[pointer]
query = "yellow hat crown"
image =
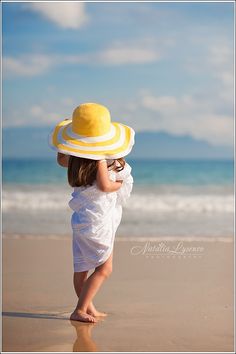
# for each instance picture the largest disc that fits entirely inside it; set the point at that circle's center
(91, 119)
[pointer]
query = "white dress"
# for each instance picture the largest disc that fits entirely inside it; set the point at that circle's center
(96, 217)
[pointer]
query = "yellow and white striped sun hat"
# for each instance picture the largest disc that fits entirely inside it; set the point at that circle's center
(91, 134)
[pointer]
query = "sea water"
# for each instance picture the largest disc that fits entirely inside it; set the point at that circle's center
(185, 198)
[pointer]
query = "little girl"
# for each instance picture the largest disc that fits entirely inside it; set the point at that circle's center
(93, 150)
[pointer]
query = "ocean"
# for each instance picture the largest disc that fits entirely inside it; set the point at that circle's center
(170, 198)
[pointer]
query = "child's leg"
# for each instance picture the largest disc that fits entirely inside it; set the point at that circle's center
(92, 285)
(79, 280)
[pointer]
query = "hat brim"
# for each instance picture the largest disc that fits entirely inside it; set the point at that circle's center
(117, 143)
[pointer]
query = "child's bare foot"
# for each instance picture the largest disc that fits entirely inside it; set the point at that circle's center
(81, 316)
(94, 312)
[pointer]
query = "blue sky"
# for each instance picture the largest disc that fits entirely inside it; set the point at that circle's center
(157, 66)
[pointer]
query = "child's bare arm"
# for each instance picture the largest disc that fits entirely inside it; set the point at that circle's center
(62, 159)
(103, 181)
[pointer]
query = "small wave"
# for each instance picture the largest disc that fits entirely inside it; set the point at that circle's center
(39, 200)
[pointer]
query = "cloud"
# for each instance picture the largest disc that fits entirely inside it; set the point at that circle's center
(26, 66)
(66, 15)
(129, 53)
(138, 52)
(189, 115)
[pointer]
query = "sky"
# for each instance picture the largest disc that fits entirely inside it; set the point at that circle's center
(164, 67)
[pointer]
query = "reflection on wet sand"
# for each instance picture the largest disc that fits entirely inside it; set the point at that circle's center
(84, 341)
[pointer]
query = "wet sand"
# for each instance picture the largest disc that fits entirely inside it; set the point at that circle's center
(157, 298)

### What the task requires
With the pictures dropped, give every entry above again exactly.

### Output of the task
[pointer]
query = "yellow hat crown"
image =
# for each instance picture the largest disc that fits entirely inside it; set the point at that circle's center
(91, 119)
[pointer]
query = "white dress"
# for each instance picture the largest disc that fits entirely inside it; set the point at that circle's center
(96, 217)
[pointer]
query = "yellow and white striped sun hat"
# for each instance picture the largest disc that fits entirely inside it; set the point at that circle's center
(91, 134)
[pointer]
query = "sea water"
# for each instance picture the largest disc that fits entirely inside it; set the point at that circle's center
(185, 198)
[pointer]
query = "little girl"
# for each instance picture the largest disc that fits entirely inside it; set the point at that circle's center
(93, 150)
[pointer]
query = "ocean"
# for each instance picture the largest disc that fits entirely inside it; set the point at that circle's center
(170, 198)
[pointer]
query = "child's leg"
# for each instance picture the largest disc that fits entirely inside it; set the point at that circle's center
(92, 285)
(79, 280)
[pointer]
query = "hat brim"
# for each instance picture the largest disc that fits entirely inside it; set the point at that circle's center
(117, 143)
[pointer]
query = "child's bare foot"
# for each instance picture the largest disc that fits entirely inside it; set the point at that circle's center
(81, 316)
(94, 312)
[pointer]
query = "blue sky"
# for each instance picture the largest disc that fits entirely inside it; set the point at that circle's center
(157, 66)
[pointer]
query = "child's bare arm"
# for each instance picture the largest disc that fits entirely inside it; set the point at that circle's center
(62, 159)
(103, 181)
[pointer]
query = "small wave"
# for each instance picture the largest disc that fits entirely inside it; set the point at that circle's center
(39, 200)
[pointer]
query = "cloud"
# for each instance picture the largest disc that fits entirely inside it; set the point at that circle's center
(26, 66)
(66, 15)
(129, 53)
(138, 52)
(189, 115)
[pointer]
query = "sky"
# for each instance picture the largest disc that fits entirely inside it; set the point at that circle's center
(164, 67)
[pointer]
query = "reflection on wet sand"
# for each instance picture the largest disc that fits entirely inside it; set the point at that circle's center
(84, 341)
[pointer]
query = "wet sand"
# for each instance picture the largest disc that fits entirely inside it; set the point at that circle's center
(157, 298)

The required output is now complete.